*DIRECTIONS FOR THIS TASK*. Make an exact copy of all the material below, apart from the pictures.

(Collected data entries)
╔══
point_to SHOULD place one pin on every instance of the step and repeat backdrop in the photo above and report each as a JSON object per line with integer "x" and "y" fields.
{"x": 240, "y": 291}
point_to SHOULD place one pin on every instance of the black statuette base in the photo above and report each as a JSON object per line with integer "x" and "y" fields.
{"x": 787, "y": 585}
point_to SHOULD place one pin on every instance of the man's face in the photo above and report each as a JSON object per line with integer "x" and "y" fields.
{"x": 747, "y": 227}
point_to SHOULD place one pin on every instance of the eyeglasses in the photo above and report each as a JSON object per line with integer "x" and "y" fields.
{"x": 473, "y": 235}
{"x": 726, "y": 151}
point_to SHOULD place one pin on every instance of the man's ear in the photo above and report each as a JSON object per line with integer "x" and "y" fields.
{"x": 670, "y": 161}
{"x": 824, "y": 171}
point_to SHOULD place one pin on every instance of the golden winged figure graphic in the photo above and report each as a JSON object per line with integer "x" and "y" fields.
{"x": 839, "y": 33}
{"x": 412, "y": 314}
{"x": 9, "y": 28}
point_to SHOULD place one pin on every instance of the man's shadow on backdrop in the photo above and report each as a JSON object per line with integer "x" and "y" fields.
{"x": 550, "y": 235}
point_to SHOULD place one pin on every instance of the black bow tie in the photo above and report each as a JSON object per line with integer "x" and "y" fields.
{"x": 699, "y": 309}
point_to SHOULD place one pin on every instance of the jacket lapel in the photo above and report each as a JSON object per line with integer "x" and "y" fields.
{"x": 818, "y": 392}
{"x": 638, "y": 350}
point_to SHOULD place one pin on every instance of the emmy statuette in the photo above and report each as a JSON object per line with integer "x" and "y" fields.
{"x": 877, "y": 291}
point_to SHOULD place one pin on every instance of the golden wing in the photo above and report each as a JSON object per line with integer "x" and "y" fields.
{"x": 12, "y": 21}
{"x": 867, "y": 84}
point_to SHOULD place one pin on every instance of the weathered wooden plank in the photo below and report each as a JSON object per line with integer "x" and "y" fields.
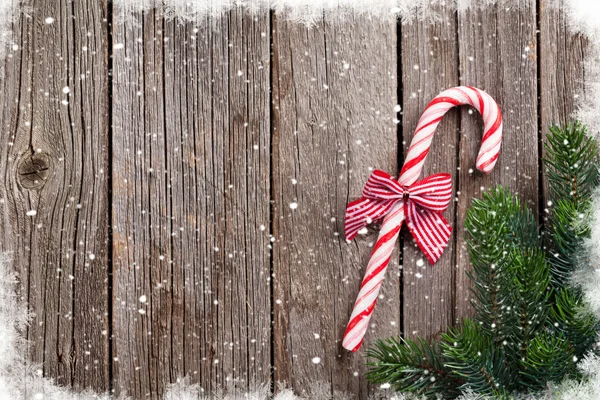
{"x": 55, "y": 187}
{"x": 561, "y": 66}
{"x": 191, "y": 193}
{"x": 334, "y": 92}
{"x": 430, "y": 65}
{"x": 498, "y": 53}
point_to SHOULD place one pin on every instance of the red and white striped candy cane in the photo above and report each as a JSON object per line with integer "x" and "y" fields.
{"x": 411, "y": 170}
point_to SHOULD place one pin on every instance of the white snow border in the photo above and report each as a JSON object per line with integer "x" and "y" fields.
{"x": 17, "y": 374}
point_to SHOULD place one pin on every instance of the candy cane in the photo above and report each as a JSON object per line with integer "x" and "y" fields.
{"x": 383, "y": 197}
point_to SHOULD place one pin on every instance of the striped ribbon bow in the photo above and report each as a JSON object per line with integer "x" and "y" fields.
{"x": 424, "y": 203}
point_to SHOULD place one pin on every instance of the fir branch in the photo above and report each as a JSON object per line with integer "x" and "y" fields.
{"x": 572, "y": 162}
{"x": 570, "y": 319}
{"x": 550, "y": 359}
{"x": 499, "y": 229}
{"x": 572, "y": 170}
{"x": 473, "y": 356}
{"x": 414, "y": 366}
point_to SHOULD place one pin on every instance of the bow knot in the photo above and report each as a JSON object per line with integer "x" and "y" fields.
{"x": 422, "y": 204}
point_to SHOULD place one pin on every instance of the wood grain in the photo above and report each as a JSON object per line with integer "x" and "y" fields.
{"x": 498, "y": 53}
{"x": 334, "y": 92}
{"x": 54, "y": 191}
{"x": 227, "y": 199}
{"x": 191, "y": 202}
{"x": 562, "y": 70}
{"x": 429, "y": 66}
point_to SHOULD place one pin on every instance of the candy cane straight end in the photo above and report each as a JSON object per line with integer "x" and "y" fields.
{"x": 411, "y": 170}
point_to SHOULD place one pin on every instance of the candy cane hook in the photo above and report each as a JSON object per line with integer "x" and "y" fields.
{"x": 419, "y": 203}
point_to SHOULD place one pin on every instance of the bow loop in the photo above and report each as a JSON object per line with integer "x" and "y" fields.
{"x": 433, "y": 192}
{"x": 423, "y": 202}
{"x": 382, "y": 186}
{"x": 380, "y": 194}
╚══
*FINAL ANSWER*.
point_to SHOULD place one pin on every instance of the step and repeat backdrop in the photo above and report each as a JSON object per line with integer "x" and "y" fields.
{"x": 240, "y": 291}
point_to SHOULD place one pin on every instance of the black statuette base in the photo above and report each as a JSON object per line with integer "x" and "y" fields.
{"x": 787, "y": 585}
point_to SHOULD place one pin on every instance of the man's face in the photo above and report each as a JSON object per line with integer "x" and "y" fields.
{"x": 747, "y": 227}
point_to SHOULD place one pin on every instance of the eyeglasses in the photo above and report each as a JSON object per line with integer "x" and "y" fields.
{"x": 473, "y": 235}
{"x": 726, "y": 151}
point_to SHOULD place one pin on every instance of the man's ear in the photo above and report each as a JSON object per line with integer "x" and "y" fields.
{"x": 670, "y": 161}
{"x": 824, "y": 171}
point_to SHOULD place one pin on every instance of the golden winged figure graphic in the photo above and report each as a JSON object per line with integer "x" and "y" fields.
{"x": 839, "y": 33}
{"x": 412, "y": 314}
{"x": 9, "y": 28}
point_to SHOULD place one pin on every instance of the man's shadow on backdrop in the photo above and report each as a JSON object per line with integer "x" and "y" fields.
{"x": 550, "y": 235}
point_to SHOULD place one pin on every instance of the black bow tie in the photo above and report each as a JSON object per line with integer "x" and "y" fields.
{"x": 699, "y": 309}
point_to SHOULD place one pin on every instance of the jacket lapel in the photo above and report each as a JSON object per line with integer "x" and "y" fields.
{"x": 818, "y": 392}
{"x": 638, "y": 350}
point_to SHOULD place one pin on every instance of the emmy statuette in the photo above and report each as a JSON object per line with integer "x" and "y" fields.
{"x": 877, "y": 291}
point_to SHOULD place one pin on every instance of the golden wing in the photo above and report each as a JSON object per line with integer "x" and "y" fields.
{"x": 12, "y": 21}
{"x": 867, "y": 84}
point_to SHOULD place one pin on every instance of the weathered wooden plank in the photo below and report each as a JSON object per line with integer "x" and "y" fields.
{"x": 55, "y": 187}
{"x": 561, "y": 66}
{"x": 191, "y": 193}
{"x": 334, "y": 92}
{"x": 430, "y": 65}
{"x": 498, "y": 53}
point_to SHOULD place one pin on every instance of the red and white striped candy cane in the photo above and report each as a JSON object per line with integer "x" and "y" fields.
{"x": 411, "y": 170}
point_to SHOULD place one pin on every instance of the white snow border in the photo above and report each as a JSON object per line with integer "x" and "y" fields.
{"x": 17, "y": 374}
point_to SHOULD place one pin on every instance of the candy cane in the photo above and report each as a JSON object per line with integer "x" and "y" fields.
{"x": 383, "y": 197}
point_to SHOULD place one pin on every instance of the striped ribbon bow in the photo above and report each as a JSON object per line with integer "x" and "y" fields.
{"x": 424, "y": 203}
point_to SHOULD place one pin on every instance of the fir branch in the photo above and report each as a JSON object per line with integer "x" and "y" fields.
{"x": 572, "y": 162}
{"x": 570, "y": 319}
{"x": 550, "y": 359}
{"x": 499, "y": 229}
{"x": 572, "y": 170}
{"x": 473, "y": 356}
{"x": 414, "y": 366}
point_to SHOULD place one pin on every instance of the bow knot in the photo above and report each as a JSON object per line with integer "x" and "y" fields.
{"x": 422, "y": 204}
point_to SHOULD place one pin on every instance of the wood grain in the photo above and report each as a JSON object per line with integer "x" and "y" fields.
{"x": 498, "y": 53}
{"x": 334, "y": 92}
{"x": 54, "y": 191}
{"x": 227, "y": 199}
{"x": 191, "y": 202}
{"x": 562, "y": 70}
{"x": 429, "y": 66}
point_to SHOULD place one pin on every instance of the candy cane straight end in the photo above and report each as a JSON object per line with integer "x" and "y" fields.
{"x": 411, "y": 170}
point_to SHOULD place one pin on every instance of the candy cane hook in the photo above and report each as a JSON object per line with integer "x" and "y" fields.
{"x": 419, "y": 203}
point_to SHOULD place one pin on every instance of the bow loop in the photo above and report each as a JSON object per line with integer "x" and "y" fields.
{"x": 433, "y": 192}
{"x": 423, "y": 202}
{"x": 382, "y": 186}
{"x": 380, "y": 194}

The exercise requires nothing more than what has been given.